■ **Work to do**
Extract each line of the items below that contains the word "large", copying every such line in full.

■ **Given data**
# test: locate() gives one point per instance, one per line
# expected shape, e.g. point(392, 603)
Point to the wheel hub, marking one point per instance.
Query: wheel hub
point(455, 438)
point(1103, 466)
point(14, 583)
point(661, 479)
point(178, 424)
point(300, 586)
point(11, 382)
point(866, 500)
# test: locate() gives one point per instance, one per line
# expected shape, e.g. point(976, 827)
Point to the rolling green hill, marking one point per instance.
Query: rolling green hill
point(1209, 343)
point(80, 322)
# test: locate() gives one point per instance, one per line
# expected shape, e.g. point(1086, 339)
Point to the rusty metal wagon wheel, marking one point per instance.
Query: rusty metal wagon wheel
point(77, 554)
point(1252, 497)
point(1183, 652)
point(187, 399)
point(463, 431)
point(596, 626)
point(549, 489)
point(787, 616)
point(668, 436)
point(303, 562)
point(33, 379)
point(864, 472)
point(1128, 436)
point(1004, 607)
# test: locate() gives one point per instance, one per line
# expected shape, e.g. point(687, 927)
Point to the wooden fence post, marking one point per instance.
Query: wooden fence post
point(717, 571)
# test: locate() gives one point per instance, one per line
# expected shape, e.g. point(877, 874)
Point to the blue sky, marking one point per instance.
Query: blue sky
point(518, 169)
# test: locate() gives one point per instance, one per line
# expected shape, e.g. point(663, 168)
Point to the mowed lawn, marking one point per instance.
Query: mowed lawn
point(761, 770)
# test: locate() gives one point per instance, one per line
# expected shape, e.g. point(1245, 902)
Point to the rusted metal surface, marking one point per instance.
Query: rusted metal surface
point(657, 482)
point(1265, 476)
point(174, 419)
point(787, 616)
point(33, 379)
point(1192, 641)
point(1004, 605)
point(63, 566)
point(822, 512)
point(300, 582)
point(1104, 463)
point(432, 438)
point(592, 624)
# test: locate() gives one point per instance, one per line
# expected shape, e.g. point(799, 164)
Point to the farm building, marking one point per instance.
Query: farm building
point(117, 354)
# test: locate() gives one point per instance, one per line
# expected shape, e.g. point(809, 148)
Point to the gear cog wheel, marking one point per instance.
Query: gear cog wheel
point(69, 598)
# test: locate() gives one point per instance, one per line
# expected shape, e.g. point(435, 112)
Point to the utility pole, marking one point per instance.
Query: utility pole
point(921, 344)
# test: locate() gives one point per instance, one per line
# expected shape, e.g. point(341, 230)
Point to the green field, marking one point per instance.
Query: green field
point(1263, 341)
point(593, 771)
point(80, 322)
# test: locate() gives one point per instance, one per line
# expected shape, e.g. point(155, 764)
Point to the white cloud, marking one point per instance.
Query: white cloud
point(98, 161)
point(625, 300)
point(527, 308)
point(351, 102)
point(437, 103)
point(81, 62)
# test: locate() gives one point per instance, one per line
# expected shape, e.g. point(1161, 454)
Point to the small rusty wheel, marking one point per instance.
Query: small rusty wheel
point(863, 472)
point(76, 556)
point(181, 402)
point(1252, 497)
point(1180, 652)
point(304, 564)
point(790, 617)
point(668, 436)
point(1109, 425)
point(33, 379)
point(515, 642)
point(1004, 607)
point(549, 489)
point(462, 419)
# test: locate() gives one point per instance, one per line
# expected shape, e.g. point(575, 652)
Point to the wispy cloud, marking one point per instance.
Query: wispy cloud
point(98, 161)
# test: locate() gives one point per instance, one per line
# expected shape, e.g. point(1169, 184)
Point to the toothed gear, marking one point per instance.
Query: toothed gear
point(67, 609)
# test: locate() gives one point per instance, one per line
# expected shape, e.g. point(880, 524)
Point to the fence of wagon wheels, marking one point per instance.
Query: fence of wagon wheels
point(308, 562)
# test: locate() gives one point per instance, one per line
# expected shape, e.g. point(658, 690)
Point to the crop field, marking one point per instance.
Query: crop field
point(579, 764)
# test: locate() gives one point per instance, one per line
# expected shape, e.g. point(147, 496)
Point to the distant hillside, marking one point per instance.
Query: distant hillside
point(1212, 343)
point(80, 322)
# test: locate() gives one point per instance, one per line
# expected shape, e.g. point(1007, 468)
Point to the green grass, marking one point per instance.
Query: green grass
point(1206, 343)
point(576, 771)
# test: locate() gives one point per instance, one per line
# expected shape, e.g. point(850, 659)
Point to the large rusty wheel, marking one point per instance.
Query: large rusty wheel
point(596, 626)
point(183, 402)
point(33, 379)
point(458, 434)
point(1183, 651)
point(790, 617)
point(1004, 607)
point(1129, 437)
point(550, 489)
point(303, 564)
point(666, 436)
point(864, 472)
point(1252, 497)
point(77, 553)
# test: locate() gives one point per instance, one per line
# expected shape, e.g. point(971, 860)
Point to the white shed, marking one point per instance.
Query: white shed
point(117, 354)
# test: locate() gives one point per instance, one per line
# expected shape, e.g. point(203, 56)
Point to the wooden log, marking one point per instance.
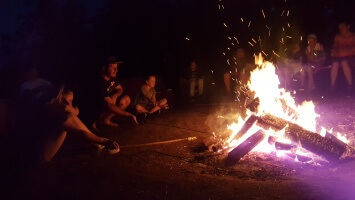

■ **The result**
Point to the large rusty wheel, marking one point per instance.
Query: large rusty wheel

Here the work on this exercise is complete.